→ **Prompt A**: In the code passage, how many epochs without improvement does early stopping wait before it stops training?

→ **Passage shown**:

_ _ _

Getting the essence layer of the encoder for later classification tasks

# Define the encoder model
# - inputs=ip: the input layer of the original autoencoder (784-dimensional input)
# - outputs=essence: the output from the 'essence' layer (64-dimensional latent representation)
# This model will act as the encoder, taking the original input and producing the compressed representation (latent space)
encoder = Model(inputs=ip, outputs=essence)

Training the classfication model without using auto-encoder’s extracted features

import numpy as np
import tensorflow as tf
from tensorflow.keras.models import Model
from tensorflow.keras.callbacks import EarlyStopping
from sklearn.metrics import accuracy_score

# Define the neural network model
ip = tf.keras.layers.Input(shape=(784,), name='input') # Input layer with 784 features (for flattened 28x28 images)
x = tf.keras.layers.Dense(128, activation='relu')(ip) # Dense layer with 128 units and ReLU activation
x = tf.keras.layers.Dense(64, activation='relu')(x) # Dense layer with 64 units and ReLU activation
output = tf.keras.layers.Dense(10, activation='softmax')(x) # Output layer with 10 units (for 10 classes) and softmax activation

# Create the model that connects the input layer to the output layer
normal_model = Model(inputs=ip, outputs=output)

print("Normal Model Summary:\n")
print(normal_model.summary())

# Compile the model
# - Optimizer: Adam (adaptive learning rate optimization)
# - Loss: sparse_categorical_crossentropy (suitable for integer labels, which are not one-hot encoded)
# - Metrics: accuracy (to monitor model performance during training)
normal_model.compile(optimizer='adam', loss='sparse_categorical_crossentropy', metrics=['accuracy'])

# Early stopping to prevent overfitting:
# - monitor: validation loss
# - patience: wait for 10 epochs with no improvement before stopping
early_stopping = EarlyStopping(monitor='val_loss', min_delta=0, patience=10, verbose=1, mode='auto')

# Train the model:
# - x_train: training data (input)

_ _ _

→ **Stored records**:

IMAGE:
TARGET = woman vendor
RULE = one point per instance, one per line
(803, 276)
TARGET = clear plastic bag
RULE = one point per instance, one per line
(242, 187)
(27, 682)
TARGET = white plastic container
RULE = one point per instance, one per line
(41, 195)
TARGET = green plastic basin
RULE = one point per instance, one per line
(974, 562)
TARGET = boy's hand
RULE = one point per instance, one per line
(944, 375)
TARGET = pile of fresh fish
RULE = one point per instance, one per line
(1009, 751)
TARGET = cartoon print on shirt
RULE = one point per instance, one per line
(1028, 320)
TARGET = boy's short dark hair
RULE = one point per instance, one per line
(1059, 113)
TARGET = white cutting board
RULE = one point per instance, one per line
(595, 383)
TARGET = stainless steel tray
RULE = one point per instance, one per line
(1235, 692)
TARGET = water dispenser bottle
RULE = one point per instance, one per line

_ _ _

→ **Prompt B**: Reproduce the rows word for word, starting at the line containing "TARGET = boy's short dark hair" and continuing through the final line of the rows.

→ **Right answer A**: 10 epochs

→ **Right answer B**:
TARGET = boy's short dark hair
RULE = one point per instance, one per line
(1059, 113)
TARGET = white cutting board
RULE = one point per instance, one per line
(595, 383)
TARGET = stainless steel tray
RULE = one point per instance, one per line
(1235, 692)
TARGET = water dispenser bottle
RULE = one point per instance, one per line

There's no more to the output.